Public relations and public affairs enjoyed the largest like-for-like revenue growth of any discipline at communications holding company WPP Group last year. While overall revenue growth was around 5.3 percent, the firm’s public relations operations were up 8.2 percent.

Paul Holmes

LONDON—Public relations and public affairs enjoyed the largest like-for-like revenue growth of any discipline at communications holding company WPP Group last year. While overall revenue growth was around 5.3 percent, the firm’s public relations operations—including Burson-Marsteller, Cohn & Wolfe, GCI Group, Hill & Knolwton and Ogilvy Public Relations Worldwide—were up 8.2 percent compared to growth of 4.5 percent in the company’s advertising businesses.

 

Constant currency growth in public relations was better than 12 percent, and the PR businesses continued to improve operating margins to more than 16.5 percent, an improvement of 1.5 margin points over the previous year. The company singled out international agencies Hill & Knowlton, Burson-Marsteller and Ogilvy as well as Finsbury and Clarion in the U.K. and Public Strategies in the U.S. as firms showing particularly strong growth.

 

Overall, WPP billings were up 5.1% at £31.7 billion, around $63.5 billion. Like-for-like revenues, excluding the impact of acquisitions and on a constant currency basis, were up 5.0 percent. On the same basis, gross margin was up 5.1 percent. Headline earnings before interest, depreciation and amortisation rose 7.1 percent to £1.072 billion and 9.2 perrcent in constant currencies.

 

 Despite the severe financial crisis, the 'real' economy continues to grow and our clients continue to expand, particularly in the BRICs and the Next Eleven markets, addressing the twin opportunities of geographical expansion and technological change,” said the group in a statement. “However, it seems inevitable that the 'real' world will at some point in time be affected by the private equity, sub-prime, and housing market crises… In our view, this seems more likely to be in 2009, when a slow-down in the United States will be hard to avoid.”

____

> _JOB ITEM A_: Write out every record below, reproducing each line exactly as it appears.

> _THE DATA_:
____

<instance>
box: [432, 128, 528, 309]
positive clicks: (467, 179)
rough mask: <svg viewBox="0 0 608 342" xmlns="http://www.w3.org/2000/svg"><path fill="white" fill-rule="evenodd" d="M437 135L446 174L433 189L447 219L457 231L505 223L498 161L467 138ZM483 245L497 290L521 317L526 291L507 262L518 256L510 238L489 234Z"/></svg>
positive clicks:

____

> _JOB ITEM B_: Extract the passage of the WPP revenue article starting at "Overall, WPP billings" and ending at "in constant currencies.", copying it word for word.

> _EXERCISE ANSWER A_:
<instance>
box: [432, 128, 528, 309]
positive clicks: (467, 179)
rough mask: <svg viewBox="0 0 608 342" xmlns="http://www.w3.org/2000/svg"><path fill="white" fill-rule="evenodd" d="M437 135L446 174L433 189L447 219L457 231L505 223L498 161L467 138ZM483 245L497 290L521 317L526 291L507 262L518 256L510 238L489 234Z"/></svg>
positive clicks:

> _EXERCISE ANSWER B_:
Overall, WPP billings were up 5.1% at £31.7 billion, around $63.5 billion. Like-for-like revenues, excluding the impact of acquisitions and on a constant currency basis, were up 5.0 percent. On the same basis, gross margin was up 5.1 percent. Headline earnings before interest, depreciation and amortisation rose 7.1 percent to £1.072 billion and 9.2 perrcent in constant currencies.